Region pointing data
........

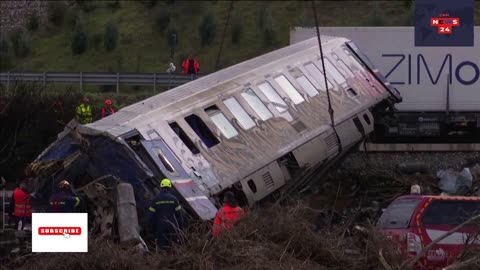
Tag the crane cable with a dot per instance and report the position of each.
(330, 109)
(217, 62)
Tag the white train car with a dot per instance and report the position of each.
(251, 128)
(440, 86)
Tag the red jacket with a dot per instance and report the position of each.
(23, 208)
(186, 66)
(226, 217)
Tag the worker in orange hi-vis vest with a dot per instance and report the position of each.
(228, 215)
(191, 66)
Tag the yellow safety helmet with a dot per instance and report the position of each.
(165, 183)
(63, 184)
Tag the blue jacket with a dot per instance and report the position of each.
(64, 202)
(166, 213)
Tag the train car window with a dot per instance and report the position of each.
(366, 118)
(318, 76)
(201, 129)
(351, 92)
(289, 89)
(257, 105)
(345, 68)
(242, 116)
(307, 86)
(337, 76)
(222, 123)
(184, 137)
(165, 161)
(252, 186)
(273, 96)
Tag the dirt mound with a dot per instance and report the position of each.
(276, 237)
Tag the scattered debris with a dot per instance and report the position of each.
(412, 167)
(455, 183)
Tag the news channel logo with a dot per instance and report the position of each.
(444, 23)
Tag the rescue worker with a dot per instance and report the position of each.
(166, 218)
(191, 66)
(108, 109)
(83, 112)
(228, 215)
(22, 210)
(64, 200)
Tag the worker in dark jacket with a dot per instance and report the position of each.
(108, 109)
(228, 215)
(166, 216)
(191, 66)
(64, 200)
(83, 112)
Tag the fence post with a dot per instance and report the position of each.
(118, 83)
(154, 83)
(81, 81)
(44, 79)
(8, 80)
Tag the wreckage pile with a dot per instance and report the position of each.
(276, 237)
(332, 227)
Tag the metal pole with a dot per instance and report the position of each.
(44, 79)
(217, 63)
(448, 96)
(172, 49)
(154, 83)
(118, 83)
(8, 80)
(330, 109)
(81, 81)
(3, 210)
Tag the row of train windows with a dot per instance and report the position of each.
(244, 119)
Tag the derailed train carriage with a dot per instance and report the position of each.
(251, 128)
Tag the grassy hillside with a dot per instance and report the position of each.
(142, 47)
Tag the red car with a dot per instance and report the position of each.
(415, 221)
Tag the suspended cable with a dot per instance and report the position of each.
(330, 109)
(224, 33)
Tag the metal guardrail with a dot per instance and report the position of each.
(97, 78)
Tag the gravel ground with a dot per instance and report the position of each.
(433, 160)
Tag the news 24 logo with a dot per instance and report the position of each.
(444, 23)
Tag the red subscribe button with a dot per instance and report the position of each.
(59, 230)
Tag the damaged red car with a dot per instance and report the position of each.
(413, 222)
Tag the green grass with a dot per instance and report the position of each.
(142, 49)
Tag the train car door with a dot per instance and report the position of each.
(165, 161)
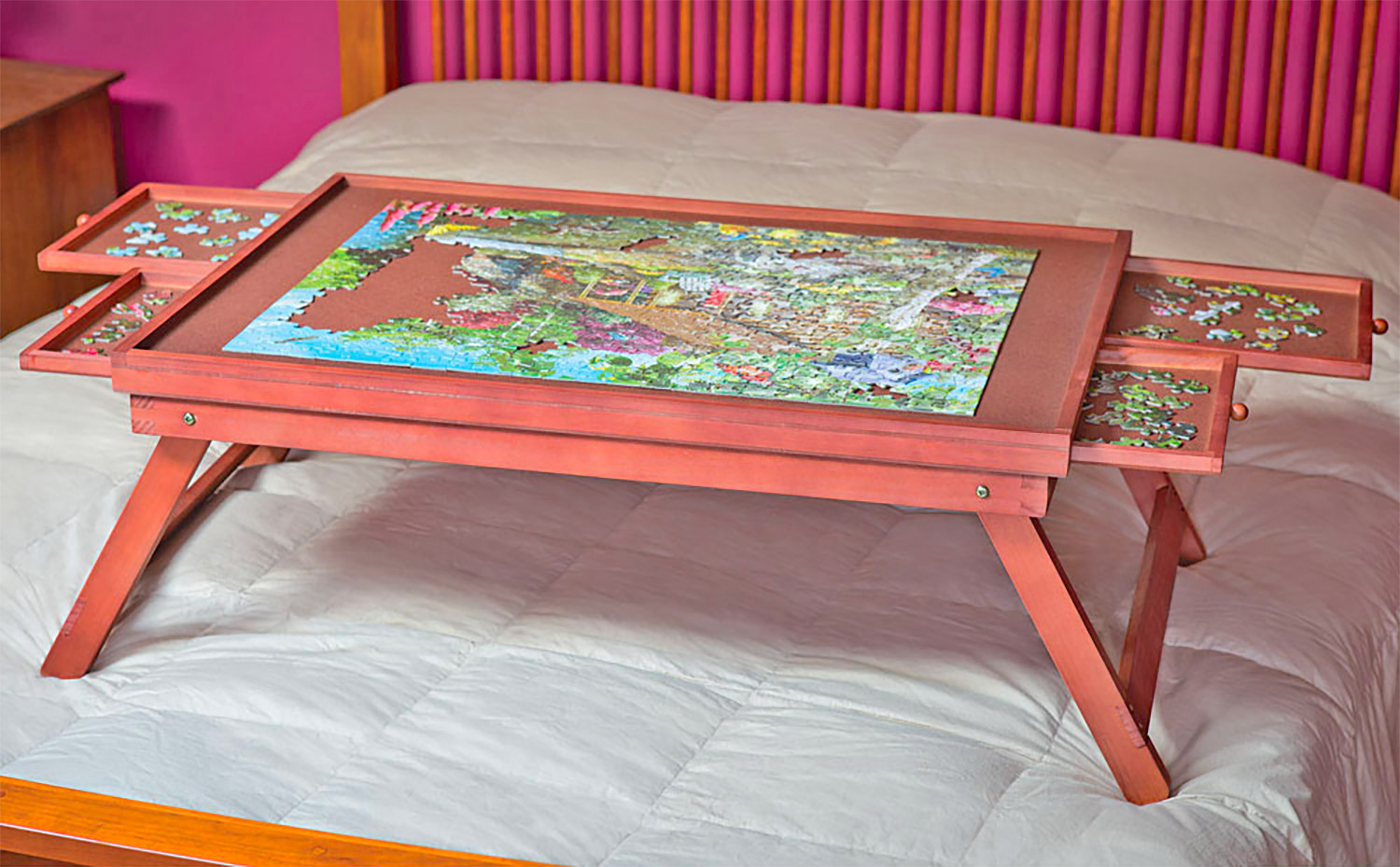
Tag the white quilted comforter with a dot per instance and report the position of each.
(610, 673)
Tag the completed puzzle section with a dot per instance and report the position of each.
(758, 311)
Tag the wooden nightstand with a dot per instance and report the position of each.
(56, 161)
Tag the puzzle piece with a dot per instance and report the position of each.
(1224, 335)
(1142, 409)
(226, 215)
(175, 210)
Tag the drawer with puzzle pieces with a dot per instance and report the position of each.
(1270, 319)
(175, 230)
(1156, 409)
(83, 342)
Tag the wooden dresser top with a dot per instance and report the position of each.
(28, 90)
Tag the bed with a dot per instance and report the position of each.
(601, 673)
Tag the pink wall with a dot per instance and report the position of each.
(224, 91)
(416, 53)
(216, 91)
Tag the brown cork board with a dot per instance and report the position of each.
(1063, 307)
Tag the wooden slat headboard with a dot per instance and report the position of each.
(1313, 81)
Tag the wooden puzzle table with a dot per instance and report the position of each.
(910, 360)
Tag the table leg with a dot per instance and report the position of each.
(139, 530)
(1144, 485)
(1078, 654)
(1151, 600)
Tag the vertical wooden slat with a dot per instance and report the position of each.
(470, 45)
(615, 41)
(1030, 61)
(833, 50)
(1361, 101)
(649, 42)
(1070, 73)
(1394, 160)
(761, 50)
(1151, 67)
(913, 41)
(507, 21)
(1322, 62)
(542, 72)
(439, 36)
(1235, 89)
(1277, 55)
(721, 49)
(990, 31)
(369, 38)
(797, 76)
(576, 39)
(686, 48)
(951, 13)
(1112, 48)
(873, 52)
(1195, 48)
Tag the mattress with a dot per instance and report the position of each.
(610, 673)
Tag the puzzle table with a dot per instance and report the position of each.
(884, 357)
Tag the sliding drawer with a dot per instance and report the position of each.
(167, 229)
(1270, 319)
(1156, 409)
(83, 342)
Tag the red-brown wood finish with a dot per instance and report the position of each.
(128, 550)
(1350, 294)
(47, 353)
(601, 457)
(1144, 485)
(1039, 447)
(67, 254)
(1204, 454)
(1151, 600)
(1078, 654)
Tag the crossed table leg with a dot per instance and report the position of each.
(1116, 702)
(159, 505)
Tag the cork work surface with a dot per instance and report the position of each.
(705, 307)
(1061, 280)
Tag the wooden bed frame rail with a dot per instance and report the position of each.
(1105, 64)
(52, 825)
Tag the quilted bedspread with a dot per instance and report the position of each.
(610, 673)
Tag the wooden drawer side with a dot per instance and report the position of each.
(87, 336)
(190, 231)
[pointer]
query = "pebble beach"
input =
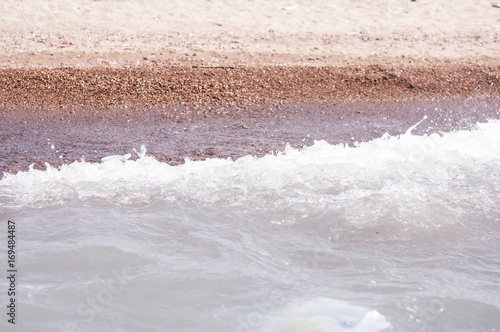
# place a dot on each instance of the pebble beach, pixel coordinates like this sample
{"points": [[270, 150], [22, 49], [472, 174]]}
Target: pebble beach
{"points": [[104, 61]]}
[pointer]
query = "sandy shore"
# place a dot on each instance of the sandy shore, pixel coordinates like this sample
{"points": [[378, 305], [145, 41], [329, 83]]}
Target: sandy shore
{"points": [[85, 33], [218, 78]]}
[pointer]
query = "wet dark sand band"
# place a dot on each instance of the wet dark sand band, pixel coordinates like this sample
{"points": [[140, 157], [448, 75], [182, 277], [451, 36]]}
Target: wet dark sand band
{"points": [[227, 112]]}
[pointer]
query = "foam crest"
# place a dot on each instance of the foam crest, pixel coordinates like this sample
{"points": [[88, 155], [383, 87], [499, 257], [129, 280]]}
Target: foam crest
{"points": [[405, 167]]}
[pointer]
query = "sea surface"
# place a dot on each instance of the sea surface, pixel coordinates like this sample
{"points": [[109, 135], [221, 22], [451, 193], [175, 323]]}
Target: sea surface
{"points": [[400, 233]]}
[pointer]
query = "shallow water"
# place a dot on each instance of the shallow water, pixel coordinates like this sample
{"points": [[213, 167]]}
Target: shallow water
{"points": [[398, 233]]}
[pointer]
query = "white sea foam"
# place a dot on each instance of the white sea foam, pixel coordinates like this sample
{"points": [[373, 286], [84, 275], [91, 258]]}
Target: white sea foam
{"points": [[400, 231]]}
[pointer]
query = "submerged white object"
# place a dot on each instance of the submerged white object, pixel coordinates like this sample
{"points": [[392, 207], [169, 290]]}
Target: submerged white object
{"points": [[325, 315]]}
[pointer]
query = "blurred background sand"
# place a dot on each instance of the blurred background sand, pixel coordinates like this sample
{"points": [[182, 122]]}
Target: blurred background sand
{"points": [[247, 32]]}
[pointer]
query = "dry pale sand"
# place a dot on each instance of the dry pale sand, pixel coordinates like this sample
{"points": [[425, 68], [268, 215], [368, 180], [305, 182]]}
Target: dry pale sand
{"points": [[219, 78], [247, 32]]}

........

* _Exercise brief_
When you copy the data, keep every line exact and drop the pictures.

* _Your solution_
Tag the crane cable with a dot per instance and report the position of each.
(330, 109)
(217, 62)
Tag the white train car with a dot per instance and report the position of each.
(251, 128)
(440, 86)
Tag the red jacket with a dot per instance and report the position of each.
(23, 208)
(186, 66)
(226, 217)
Tag the worker in orange hi-vis vest with a dot per instance and report the position of each.
(228, 215)
(191, 66)
Tag the yellow safety helmet with a dot per instance and report the position of each.
(165, 183)
(63, 184)
Tag the blue jacket with a dot per instance and report the position of each.
(64, 202)
(166, 213)
Tag the train car window with a dot per instance and report the position of each.
(366, 118)
(318, 76)
(201, 129)
(351, 92)
(289, 89)
(257, 105)
(345, 68)
(242, 116)
(307, 86)
(337, 76)
(222, 123)
(184, 137)
(165, 161)
(252, 186)
(273, 96)
Tag the dirt mound with a dot per instance and report the position of each.
(276, 237)
Tag the scattered debris with a dot per instance and report the position of each.
(412, 167)
(455, 183)
Tag the news channel logo with a dot per instance and report the position of each.
(444, 23)
Tag the rescue worker with a dot per instance and report the position of each.
(166, 218)
(191, 66)
(108, 109)
(83, 112)
(228, 215)
(22, 210)
(64, 200)
Tag the worker in dark jacket with a dot per instance and report the position of each.
(108, 109)
(228, 215)
(166, 216)
(191, 66)
(64, 200)
(83, 112)
Tag the fence post with a dot per instance and report the position of each.
(118, 83)
(154, 83)
(81, 81)
(44, 79)
(8, 80)
Tag the wreckage pile with a dot per instance and report the position of each.
(276, 237)
(332, 227)
Tag the metal pole with a dot per instance and report the position of each.
(44, 79)
(217, 63)
(448, 96)
(172, 49)
(154, 83)
(118, 83)
(8, 80)
(330, 109)
(81, 81)
(3, 210)
Tag the row of train windows with a dot per instance and report the position of each.
(244, 119)
Tag the derailed train carriage with a dot per instance and report the position of each.
(251, 128)
Tag the grassy hillside with a dot per instance and report the position of each.
(142, 47)
Tag the red car with a dot per instance and report the position of each.
(415, 221)
Tag the suspended cable with a dot per instance and report the position of each.
(330, 109)
(224, 33)
Tag the metal guardrail with a dot per instance and report the position of each.
(97, 78)
Tag the gravel ground with a dot per instance and report the position of each.
(433, 160)
Tag the news 24 logo with a dot per instance and report the position of each.
(444, 23)
Tag the red subscribe button with a dot per instance and report the position of each.
(59, 230)
Tag the damaged red car with a dot per instance and report the position of each.
(413, 222)
Tag the green grass with a dot per instance and report the position of each.
(142, 49)
Tag the train car door with a dot per instance and report the position of each.
(165, 161)
Tag the white quilted comforter with a dot per instance and report the position of each.
(610, 673)
Tag the completed puzzle section with a dot per instance and report the position of each.
(758, 311)
Tag the wooden nightstand with a dot per instance and report the position of each.
(56, 161)
Tag the puzzle piece with a dot per instance and report the position of each.
(1224, 335)
(1142, 409)
(226, 215)
(175, 210)
Tag the drawer with puzzle pieces with a dot per instance and report the position of each.
(1270, 319)
(175, 230)
(1156, 409)
(83, 342)
Tag the wooden dresser top with a dot per instance and report the position of each.
(28, 90)
Tag the bed with a dot per instance and report the position of each.
(601, 673)
Tag the pink wall with a dot per instance and report the position of each.
(224, 91)
(416, 53)
(216, 91)
Tag the brown cork board with a dot per instance and report the position of each.
(1063, 307)
Tag the wooden slat headboard with a dot per instance and report the position of each.
(1313, 81)
Tag the wooden puzzle table with a dot per instance and report the position of each.
(910, 360)
Tag the table leg with a dot per instance and report the position of each.
(139, 530)
(1144, 485)
(1078, 654)
(1151, 600)
Tag the vertical wooden slat with a dot per instance and report the position of each.
(470, 45)
(615, 41)
(1030, 61)
(833, 50)
(1361, 101)
(649, 42)
(1070, 73)
(1394, 160)
(761, 50)
(1151, 67)
(913, 41)
(507, 21)
(1322, 62)
(542, 72)
(439, 36)
(1235, 89)
(1277, 55)
(721, 49)
(990, 31)
(369, 38)
(797, 76)
(576, 39)
(686, 48)
(951, 13)
(1112, 48)
(873, 52)
(1195, 48)
Tag the mattress with a dot per instance and report the position of each.
(610, 673)
Tag the puzzle table with a dot per instance and report the position of each.
(884, 357)
Tag the sliding drawer with a dot per instance and report the position of each.
(167, 229)
(1270, 319)
(1156, 409)
(83, 342)
Tag the red-brown wood finish with a dot per instance and report the position of each.
(128, 550)
(1350, 294)
(47, 353)
(601, 457)
(1144, 485)
(1039, 447)
(67, 254)
(1204, 454)
(1151, 600)
(1078, 654)
Tag the crossed table leg with a dot per instance and report the position of each.
(1116, 702)
(159, 505)
Tag the cork work surface with a dot per instance and report the position of each.
(705, 307)
(1061, 280)
Tag the wooden bed frame rail with a dot per instance and report the position of each.
(1105, 64)
(52, 825)
Tag the quilted bedspread with a dot per instance and report the position of each.
(610, 673)
Tag the wooden drawer side with a dot per instance and report the position of each.
(87, 336)
(190, 231)
[pointer]
query = "pebble beach"
input =
# place a dot on each instance of the pebble beach, pixel coordinates like this sample
{"points": [[270, 150], [22, 49], [472, 174]]}
Target: pebble beach
{"points": [[104, 61]]}
[pointer]
query = "sandy shore"
# place a dot on each instance of the sandy shore, pixel coordinates like this sample
{"points": [[378, 305], [145, 41], [329, 83]]}
Target: sandy shore
{"points": [[85, 33], [218, 78]]}
[pointer]
query = "wet dark sand band"
# place a dot on each instance of the wet dark sand band, pixel coordinates like this sample
{"points": [[140, 157], [448, 75], [182, 277], [451, 36]]}
Target: wet dark sand band
{"points": [[227, 112]]}
[pointer]
query = "foam crest"
# place a dot on each instance of the foam crest, pixel coordinates like this sample
{"points": [[88, 155], [383, 87], [499, 257], [129, 280]]}
Target: foam crest
{"points": [[405, 167]]}
[pointer]
query = "sea surface"
# place a dot on each instance of the sea surface, pixel coordinates like this sample
{"points": [[109, 135], [221, 22], [451, 193], [175, 323]]}
Target: sea surface
{"points": [[400, 233]]}
[pointer]
query = "shallow water"
# place a dot on each instance of the shallow water, pixel coordinates like this sample
{"points": [[213, 167]]}
Target: shallow water
{"points": [[398, 233]]}
[pointer]
query = "white sea foam"
# place a dot on each instance of the white sea foam, pixel coordinates like this sample
{"points": [[373, 286], [84, 275], [91, 258]]}
Target: white sea foam
{"points": [[400, 231]]}
[pointer]
query = "submerged white object"
# place a dot on each instance of the submerged white object, pixel coordinates like this sample
{"points": [[392, 207], [169, 290]]}
Target: submerged white object
{"points": [[325, 315]]}
[pointer]
query = "blurred background sand"
# place a dot on each instance of the blurred background sand, pixel coordinates like this sample
{"points": [[182, 122]]}
Target: blurred background sand
{"points": [[247, 32]]}
[pointer]
query = "dry pale sand"
# place a dot on each instance of the dry pale sand, pixel coordinates like this sample
{"points": [[425, 68], [268, 215], [368, 180], [305, 182]]}
Target: dry pale sand
{"points": [[219, 78], [247, 32]]}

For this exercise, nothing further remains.